───── Excerpt ─────

# Do you give your cats baby nicknames?



## MeowMiaow (Feb 20, 2011)

YES. I think I call my cats more by their nicknames than I do by their real names!
My boy Ivan gets called Boo Boo, Mr Boo, Boo Pie, Boo-ba, Mr Ivan Boo-pants, Schmookie Boo Boy... yeah, basically anything with Boo in it XD
Marilyn gets called Mow-Wow mostly, because of the way she yowls. She is also nicknamed Marileena, Miss Mowwie-Wowand Mari. 
If I'm cuddling Ivan I'll say in a really silly baby voice: 'Hey-ow Mishta Boo Boo! Who's my little Boo Boo? Who's my little schoockums? Who's my Boo-Boy? YOU ARE! YES YOU ARE! YOU ARE!! I love my litte Boo Pie!!! YES I DO!!'
I say the same sort of things to Marilyn, even though she's deaf and can't hear me. Lol. Like... 'Hello Miss Mow-Wow!! Who's a gorgeous old girl? You are! YES YOU ARE!!
Yeah...


----------



## oceanmist (Feb 12, 2011)

───── Extracted data ─────

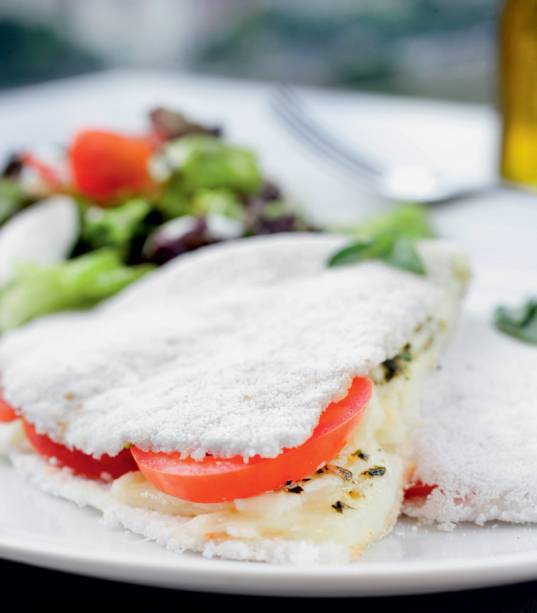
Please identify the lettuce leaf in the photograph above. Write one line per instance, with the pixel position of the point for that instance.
(115, 227)
(74, 284)
(208, 162)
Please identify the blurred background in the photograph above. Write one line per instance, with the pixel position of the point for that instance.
(432, 48)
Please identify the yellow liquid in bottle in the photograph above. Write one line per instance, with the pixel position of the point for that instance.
(518, 69)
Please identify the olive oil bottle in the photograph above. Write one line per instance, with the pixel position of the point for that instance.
(518, 94)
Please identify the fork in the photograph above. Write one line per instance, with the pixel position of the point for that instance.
(403, 183)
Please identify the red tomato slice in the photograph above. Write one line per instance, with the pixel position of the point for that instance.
(7, 412)
(217, 480)
(106, 165)
(104, 468)
(418, 490)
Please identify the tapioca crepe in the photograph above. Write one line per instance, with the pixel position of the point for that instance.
(239, 351)
(479, 427)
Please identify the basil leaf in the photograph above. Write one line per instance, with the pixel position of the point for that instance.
(407, 220)
(351, 254)
(405, 256)
(397, 252)
(520, 322)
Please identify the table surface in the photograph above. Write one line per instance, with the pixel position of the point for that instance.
(411, 128)
(521, 598)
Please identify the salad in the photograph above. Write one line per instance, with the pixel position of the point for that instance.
(78, 229)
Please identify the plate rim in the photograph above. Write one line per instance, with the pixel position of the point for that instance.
(371, 578)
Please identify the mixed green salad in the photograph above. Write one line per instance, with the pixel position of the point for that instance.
(78, 227)
(138, 202)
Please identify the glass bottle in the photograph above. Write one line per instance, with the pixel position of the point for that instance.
(518, 93)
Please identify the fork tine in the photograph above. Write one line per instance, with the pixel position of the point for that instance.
(309, 138)
(288, 106)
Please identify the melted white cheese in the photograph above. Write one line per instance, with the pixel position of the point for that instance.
(236, 349)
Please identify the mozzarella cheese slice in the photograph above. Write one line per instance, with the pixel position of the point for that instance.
(237, 350)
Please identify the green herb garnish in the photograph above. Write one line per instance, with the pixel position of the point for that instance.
(340, 506)
(520, 322)
(361, 454)
(390, 238)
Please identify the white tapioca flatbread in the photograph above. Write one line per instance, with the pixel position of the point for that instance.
(236, 349)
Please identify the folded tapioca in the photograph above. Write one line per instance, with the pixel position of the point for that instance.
(246, 401)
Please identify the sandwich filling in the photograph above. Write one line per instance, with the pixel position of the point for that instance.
(237, 355)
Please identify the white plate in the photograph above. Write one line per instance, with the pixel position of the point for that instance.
(48, 532)
(38, 529)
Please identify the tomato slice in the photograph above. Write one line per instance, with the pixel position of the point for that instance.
(216, 480)
(107, 165)
(7, 413)
(418, 490)
(104, 468)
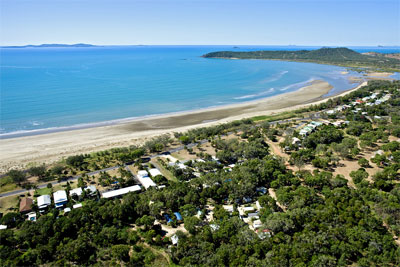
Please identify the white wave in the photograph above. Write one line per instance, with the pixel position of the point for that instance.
(297, 85)
(35, 123)
(275, 77)
(267, 92)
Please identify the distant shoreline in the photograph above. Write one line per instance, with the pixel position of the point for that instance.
(81, 126)
(51, 147)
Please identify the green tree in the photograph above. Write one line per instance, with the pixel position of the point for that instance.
(17, 176)
(121, 252)
(191, 223)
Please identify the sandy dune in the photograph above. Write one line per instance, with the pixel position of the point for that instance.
(47, 148)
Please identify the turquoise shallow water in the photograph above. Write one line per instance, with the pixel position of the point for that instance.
(60, 87)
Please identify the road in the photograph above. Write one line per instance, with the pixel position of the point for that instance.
(173, 150)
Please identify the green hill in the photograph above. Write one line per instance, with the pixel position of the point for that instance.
(341, 56)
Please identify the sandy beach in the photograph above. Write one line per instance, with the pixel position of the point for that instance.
(47, 148)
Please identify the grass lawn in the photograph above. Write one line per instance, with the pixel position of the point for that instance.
(8, 202)
(167, 174)
(7, 184)
(43, 191)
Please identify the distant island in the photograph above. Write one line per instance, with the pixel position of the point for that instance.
(50, 45)
(341, 56)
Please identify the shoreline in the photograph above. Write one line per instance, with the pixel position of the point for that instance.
(46, 148)
(114, 122)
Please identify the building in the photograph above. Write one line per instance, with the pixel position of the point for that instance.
(77, 191)
(154, 172)
(32, 216)
(262, 190)
(43, 201)
(66, 210)
(228, 208)
(25, 205)
(174, 239)
(76, 206)
(145, 180)
(257, 224)
(60, 198)
(122, 191)
(178, 216)
(296, 141)
(91, 190)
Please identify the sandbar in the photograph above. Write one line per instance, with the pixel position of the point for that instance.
(47, 148)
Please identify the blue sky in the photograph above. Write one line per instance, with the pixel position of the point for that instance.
(188, 22)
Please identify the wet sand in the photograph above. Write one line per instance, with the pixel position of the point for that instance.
(47, 148)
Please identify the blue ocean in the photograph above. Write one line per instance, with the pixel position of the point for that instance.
(45, 88)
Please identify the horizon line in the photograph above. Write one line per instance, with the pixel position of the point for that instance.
(392, 45)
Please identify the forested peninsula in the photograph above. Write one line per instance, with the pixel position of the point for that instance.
(341, 56)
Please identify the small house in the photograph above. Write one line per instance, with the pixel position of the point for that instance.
(174, 239)
(167, 218)
(91, 190)
(77, 192)
(76, 206)
(25, 205)
(178, 216)
(154, 172)
(60, 198)
(32, 216)
(43, 201)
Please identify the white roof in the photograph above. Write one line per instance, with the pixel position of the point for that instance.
(78, 191)
(60, 196)
(146, 181)
(43, 201)
(257, 224)
(121, 191)
(79, 205)
(174, 239)
(92, 189)
(32, 216)
(143, 173)
(248, 208)
(181, 165)
(154, 172)
(228, 208)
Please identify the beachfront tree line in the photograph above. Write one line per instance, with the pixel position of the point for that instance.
(317, 219)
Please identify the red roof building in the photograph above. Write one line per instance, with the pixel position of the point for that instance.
(25, 205)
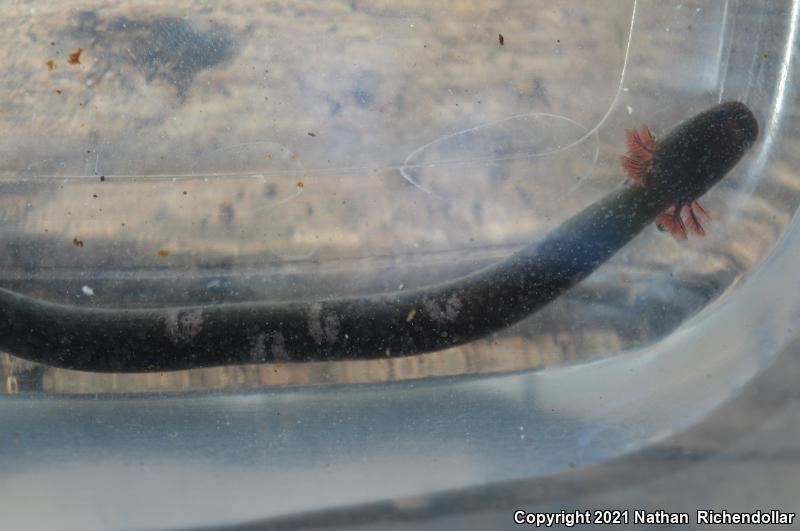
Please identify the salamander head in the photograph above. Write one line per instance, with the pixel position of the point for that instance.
(694, 156)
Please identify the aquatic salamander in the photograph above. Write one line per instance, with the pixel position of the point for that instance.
(672, 173)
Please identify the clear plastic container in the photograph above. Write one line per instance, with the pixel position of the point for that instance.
(162, 155)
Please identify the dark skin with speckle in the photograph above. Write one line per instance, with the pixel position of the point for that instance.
(687, 162)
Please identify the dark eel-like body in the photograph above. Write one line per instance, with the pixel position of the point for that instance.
(686, 163)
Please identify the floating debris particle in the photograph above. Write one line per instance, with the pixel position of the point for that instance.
(75, 57)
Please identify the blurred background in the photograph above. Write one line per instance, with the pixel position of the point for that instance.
(157, 154)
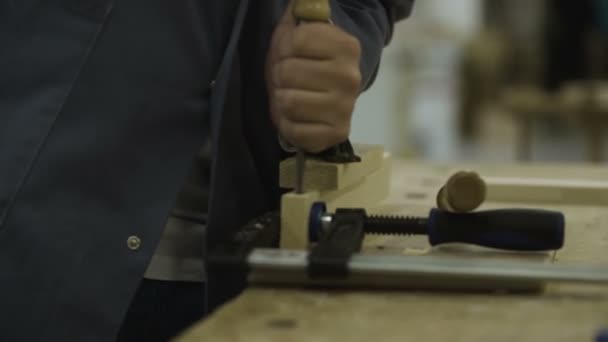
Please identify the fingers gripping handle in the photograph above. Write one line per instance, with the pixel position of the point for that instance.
(513, 229)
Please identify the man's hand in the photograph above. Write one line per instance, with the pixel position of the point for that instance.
(313, 80)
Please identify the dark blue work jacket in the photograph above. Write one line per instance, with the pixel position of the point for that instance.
(103, 107)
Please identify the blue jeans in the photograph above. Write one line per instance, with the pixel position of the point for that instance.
(161, 310)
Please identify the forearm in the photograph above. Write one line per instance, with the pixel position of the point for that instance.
(371, 21)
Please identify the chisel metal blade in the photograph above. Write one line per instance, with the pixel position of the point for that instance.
(300, 168)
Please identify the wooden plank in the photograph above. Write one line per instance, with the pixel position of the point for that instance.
(323, 176)
(367, 192)
(547, 190)
(561, 313)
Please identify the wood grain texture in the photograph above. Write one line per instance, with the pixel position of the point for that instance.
(573, 191)
(561, 313)
(323, 176)
(366, 192)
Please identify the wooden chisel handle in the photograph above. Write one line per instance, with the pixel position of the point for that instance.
(312, 10)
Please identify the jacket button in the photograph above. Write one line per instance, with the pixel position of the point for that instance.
(133, 242)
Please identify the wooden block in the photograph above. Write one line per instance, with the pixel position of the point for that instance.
(294, 219)
(543, 190)
(366, 193)
(325, 176)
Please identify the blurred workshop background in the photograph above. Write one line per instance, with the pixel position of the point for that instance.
(493, 80)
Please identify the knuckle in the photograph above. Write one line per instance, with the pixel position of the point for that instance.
(301, 41)
(288, 102)
(353, 79)
(352, 45)
(289, 131)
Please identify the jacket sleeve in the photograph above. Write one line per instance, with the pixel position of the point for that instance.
(372, 22)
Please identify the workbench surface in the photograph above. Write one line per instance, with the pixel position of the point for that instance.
(561, 313)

─────

- **Tasks**
**A.** For each statement, say whether it agrees with the cat nicknames thread, answering yes or no and quoting the deciding words exactly. (i) One of Ivan's nicknames is Boo Boo. (ii) Marilyn can hear the silly baby voice. (iii) Marilyn is mostly called Mow-Wow because of the way she yowls.
**B.** Print the passage of the cat nicknames thread that begins at the words "If I'm cuddling" and stops after "YES YOU ARE!!".
The items have nothing to do with the cat nicknames thread.

- **Task results**
**A.**
(i) Yes: "My boy Ivan gets called Boo Boo"
(ii) No: "even though she's deaf and can't hear me"
(iii) Yes: "Marilyn gets called Mow-Wow mostly, because of the way she yowls."

**B.**
If I'm cuddling Ivan I'll say in a really silly baby voice: 'Hey-ow Mishta Boo Boo! Who's my little Boo Boo? Who's my little schoockums? Who's my Boo-Boy? YOU ARE! YES YOU ARE! YOU ARE!! I love my litte Boo Pie!!! YES I DO!!'
I say the same sort of things to Marilyn, even though she's deaf and can't hear me. Lol. Like... 'Hello Miss Mow-Wow!! Who's a gorgeous old girl? You are! YES YOU ARE!!